[EJERCICIO ESCRITO A]
Responde estas preguntas sobre el texto del independentismo catalán:
(i) Según el texto, ¿de qué dos cosas se hace más evidente que nunca la necesidad?
(ii) ¿Qué asegura el dicho que se menciona en el texto?
(iii) ¿A quién se atribuye la frase "Ojo por ojo y el mundo se quedará ciego"?

[TEXTO DE PARTIDA]
Cuenta lo que has hecho por el independentismo, me dicen algunas amigas y amigos míos. Pero me niego. No tengo por qué dar explicaciones ni sobre lo que he investigado, escrito y hecho para que el pueblo catalán pueda votar, expresarse y hacer posible un anhelo de libertad política que nos interpela a cientos de miles de personas. Pero respuestas desagradables y agresivas como las que recibí yo y reciben a diario muchas personas hacen más evidente que nunca la necesidad de un diálogo y un referéndum… aunque ni siquiera esto creo que evite una ruptura emocional que no es social, como dice el unionismo más casposo, sino radicalmente íntimo. Y es que si una parte de la población se siente herida, desde ángulos diversos, estamos obligadas a preguntarnos por qué, qué ha sucedido para que estemos tan lejos no ya Catalunya de España sino los unos de las otras.

Hay un dicho que asegura que dos no se pelean si uno no quiere. Y no estoy hablando de la xenofobia que reconozco, con tristeza, en Catalunya (si bien estoy segura de que no es representativa del movimiento independentista que en su mayoría ha sido y sigue siendo ejemplar); sino de la impunidad para responder a la catalanofobia (que estoy segura, y siempre lo he estado, que tampoco es representativa de la sociedad española) con hispanofobia. Ojo por ojo y el mundo se quedará ciego, decía Gandhi.

[Registros de datos recogidos]
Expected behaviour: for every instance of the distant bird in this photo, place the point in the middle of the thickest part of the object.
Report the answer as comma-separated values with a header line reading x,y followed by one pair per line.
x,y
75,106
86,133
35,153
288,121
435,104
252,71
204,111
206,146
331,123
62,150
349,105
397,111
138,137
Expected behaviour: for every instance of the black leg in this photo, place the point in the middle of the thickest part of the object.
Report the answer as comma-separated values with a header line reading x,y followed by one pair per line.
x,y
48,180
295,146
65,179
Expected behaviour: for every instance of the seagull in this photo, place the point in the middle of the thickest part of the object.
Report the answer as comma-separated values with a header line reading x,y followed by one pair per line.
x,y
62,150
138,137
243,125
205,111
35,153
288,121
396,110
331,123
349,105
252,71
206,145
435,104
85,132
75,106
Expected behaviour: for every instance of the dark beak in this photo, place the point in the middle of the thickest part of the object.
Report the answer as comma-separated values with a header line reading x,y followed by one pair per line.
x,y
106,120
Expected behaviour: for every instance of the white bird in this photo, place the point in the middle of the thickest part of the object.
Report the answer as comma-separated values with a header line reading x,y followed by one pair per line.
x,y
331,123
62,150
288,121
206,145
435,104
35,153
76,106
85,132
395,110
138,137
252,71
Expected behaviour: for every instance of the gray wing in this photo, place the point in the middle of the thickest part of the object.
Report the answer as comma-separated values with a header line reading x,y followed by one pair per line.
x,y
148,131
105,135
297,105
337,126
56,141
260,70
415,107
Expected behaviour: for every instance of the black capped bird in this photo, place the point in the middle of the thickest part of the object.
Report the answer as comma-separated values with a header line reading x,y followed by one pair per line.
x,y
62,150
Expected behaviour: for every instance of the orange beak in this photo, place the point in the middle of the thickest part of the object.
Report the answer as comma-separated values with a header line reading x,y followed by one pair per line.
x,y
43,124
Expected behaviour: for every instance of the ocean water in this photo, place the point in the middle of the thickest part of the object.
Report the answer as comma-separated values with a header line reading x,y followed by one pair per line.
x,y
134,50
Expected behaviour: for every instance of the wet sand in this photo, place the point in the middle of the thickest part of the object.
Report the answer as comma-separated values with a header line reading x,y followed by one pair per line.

[EJERCICIO ESCRITO B] Selecciona y copia todas las líneas de los registros que contengan la palabra "black".

[RESPUESTA CORRECTA A]
(i) De un diálogo y un referéndum.
(ii) Que dos no se pelean si uno no quiere.
(iii) A Gandhi.

[RESPUESTA CORRECTA B]
Expected behaviour: for every instance of the black leg in this photo, place the point in the middle of the thickest part of the object.
Expected behaviour: for every instance of the black capped bird in this photo, place the point in the middle of the thickest part of the object.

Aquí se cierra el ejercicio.